# EXTRACTED INFORMATION:
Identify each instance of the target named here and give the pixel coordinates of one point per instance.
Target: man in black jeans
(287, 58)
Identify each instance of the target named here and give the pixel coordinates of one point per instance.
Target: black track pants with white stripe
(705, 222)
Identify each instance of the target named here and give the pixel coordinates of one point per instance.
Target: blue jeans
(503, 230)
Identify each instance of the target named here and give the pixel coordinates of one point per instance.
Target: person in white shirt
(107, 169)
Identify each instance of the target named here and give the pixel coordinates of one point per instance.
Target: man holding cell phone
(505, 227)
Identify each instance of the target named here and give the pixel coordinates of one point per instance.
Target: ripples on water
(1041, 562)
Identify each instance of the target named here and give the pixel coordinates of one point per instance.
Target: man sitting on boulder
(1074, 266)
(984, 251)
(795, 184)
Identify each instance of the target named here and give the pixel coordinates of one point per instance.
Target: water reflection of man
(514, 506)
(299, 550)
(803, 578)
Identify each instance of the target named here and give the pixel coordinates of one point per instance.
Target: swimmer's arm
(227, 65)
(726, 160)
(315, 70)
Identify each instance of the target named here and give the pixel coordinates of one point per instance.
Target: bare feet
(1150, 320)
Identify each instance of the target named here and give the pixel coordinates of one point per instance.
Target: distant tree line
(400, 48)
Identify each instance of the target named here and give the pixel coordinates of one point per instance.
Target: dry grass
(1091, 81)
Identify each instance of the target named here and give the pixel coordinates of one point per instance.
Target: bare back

# EXERCISE DIRECTIONS:
Write out all of the records word for word.

# RESULT FOR THIS TASK:
Identify each instance of the target named here and give the pixel coordinates of one point per instance.
Target: man in black jeans
(287, 58)
Identify each instance of the target named here and give the pixel coordinates of one point per instance.
Target: black track pants with white stripe
(705, 222)
Identify each instance of the target named here and give the pixel coordinates of one point per instance.
Target: blue jeans
(503, 230)
Identify each instance of the target named here and give the pixel coordinates of one point per instance.
Target: person in white shirt
(107, 169)
Identify each instance of the target named here and give the pixel coordinates of one point per instance.
Target: man holding cell phone
(505, 227)
Identify each instance of the target named here and give the pixel coordinates of one point per instance.
Target: ripples on water
(1041, 562)
Identify each instance of the target named here and give the pixel coordinates of one point per instance.
Target: man sitting on boulder
(1074, 266)
(984, 251)
(795, 184)
Identify each instance of the target named here and give the pixel coordinates of one point per instance.
Target: water reflection of man
(514, 506)
(299, 550)
(803, 578)
Identify each instance of the target named here and give the pixel coordinates of one point per instance.
Target: swimmer's arm
(227, 65)
(726, 160)
(315, 70)
Identify each instance of the target named here and give the pixel coordinates of one point per instance.
Target: bare feet
(1150, 320)
Identify each instance of the target named here and give the pixel coordinates of one point per instance.
Target: distant tree line
(400, 48)
Identify each instance of the target named here and give the pixel coordinates of one point per instance.
Target: dry grass
(1091, 81)
Identify each instance of the target named here and give the pixel coordinates of one point per instance.
Target: bare back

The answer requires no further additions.